Task brief
According to the biography of Jack Ross, in what year did he retire from Victorian Railways?

Passage shown
- Born: John Campbell Ross 11 March 1899 Maryborough, Victoria
- Died: 3 June 2009 (aged 110 years, 84 days) Bendigo, Victoria
- Allegiance: Australia
- Branch: Australian Imperial Force Volunteer Defence Corps
- Service years: 1918 1943–1945
- Rank: Corporal
- Unit: Wireless operator
- Conflicts: World War I World War II
- Awards: Centenary Medal
- Other work: Victorian Railways

= Jack Ross (Australian soldier) =

Australian soldier (1899–2009)

John Campbell Ross (11 March 1899 – 3 June 2009), at the time of his death, was Australia's oldest living person and the last surviving Australian enlisted soldier from the World War I period. As a civilian, Ross worked for Victorian Railways until he retired in 1964.

==Early life and family==
Born in Maryborough, Victoria, Ross served as a wireless operator in the Australian Imperial Force, enlisting in January 1918, but never left Australia or saw active service. He later went on to serve in World War II as a corporal with the 20th Battalion, Volunteer Defence Corps.

His wife, Irene (née Laird), predeceased him by several decades. He was survived by a son, Robert, a daughter, Peggy Ashburn, four grandchildren - Jeanette, Heather, Kay, and John – and nine great-grandchildren.

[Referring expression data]
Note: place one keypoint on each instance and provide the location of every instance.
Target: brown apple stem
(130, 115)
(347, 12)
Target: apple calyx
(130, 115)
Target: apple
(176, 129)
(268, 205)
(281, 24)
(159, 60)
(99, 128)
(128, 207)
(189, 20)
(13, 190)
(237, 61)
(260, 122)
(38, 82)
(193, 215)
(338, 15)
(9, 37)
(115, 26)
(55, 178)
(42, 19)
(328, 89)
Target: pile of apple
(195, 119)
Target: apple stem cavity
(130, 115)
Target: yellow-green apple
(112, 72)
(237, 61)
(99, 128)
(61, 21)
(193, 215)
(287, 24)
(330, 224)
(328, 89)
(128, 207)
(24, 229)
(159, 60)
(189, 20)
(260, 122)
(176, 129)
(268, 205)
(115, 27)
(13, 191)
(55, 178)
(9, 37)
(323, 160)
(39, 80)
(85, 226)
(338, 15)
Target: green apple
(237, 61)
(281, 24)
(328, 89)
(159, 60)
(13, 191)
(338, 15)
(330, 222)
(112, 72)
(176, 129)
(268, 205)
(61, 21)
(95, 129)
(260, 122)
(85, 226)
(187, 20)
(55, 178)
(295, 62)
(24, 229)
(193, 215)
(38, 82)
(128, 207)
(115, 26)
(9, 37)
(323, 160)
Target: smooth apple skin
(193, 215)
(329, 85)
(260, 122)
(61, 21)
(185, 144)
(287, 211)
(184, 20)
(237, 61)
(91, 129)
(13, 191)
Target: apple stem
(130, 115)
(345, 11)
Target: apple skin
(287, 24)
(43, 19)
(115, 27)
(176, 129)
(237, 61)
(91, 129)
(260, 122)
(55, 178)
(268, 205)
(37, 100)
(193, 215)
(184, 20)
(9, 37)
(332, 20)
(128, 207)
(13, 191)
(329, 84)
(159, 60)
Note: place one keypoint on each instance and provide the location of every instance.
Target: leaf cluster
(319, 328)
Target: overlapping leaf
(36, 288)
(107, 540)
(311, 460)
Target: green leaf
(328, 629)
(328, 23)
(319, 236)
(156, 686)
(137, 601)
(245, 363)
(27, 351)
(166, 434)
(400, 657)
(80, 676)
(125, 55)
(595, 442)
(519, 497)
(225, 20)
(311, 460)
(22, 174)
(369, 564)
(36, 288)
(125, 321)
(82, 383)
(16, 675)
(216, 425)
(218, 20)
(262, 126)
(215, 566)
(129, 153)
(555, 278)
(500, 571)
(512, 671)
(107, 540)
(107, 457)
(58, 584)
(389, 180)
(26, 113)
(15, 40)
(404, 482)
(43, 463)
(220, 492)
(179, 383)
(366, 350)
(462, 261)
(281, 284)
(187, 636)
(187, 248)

Completed task
1964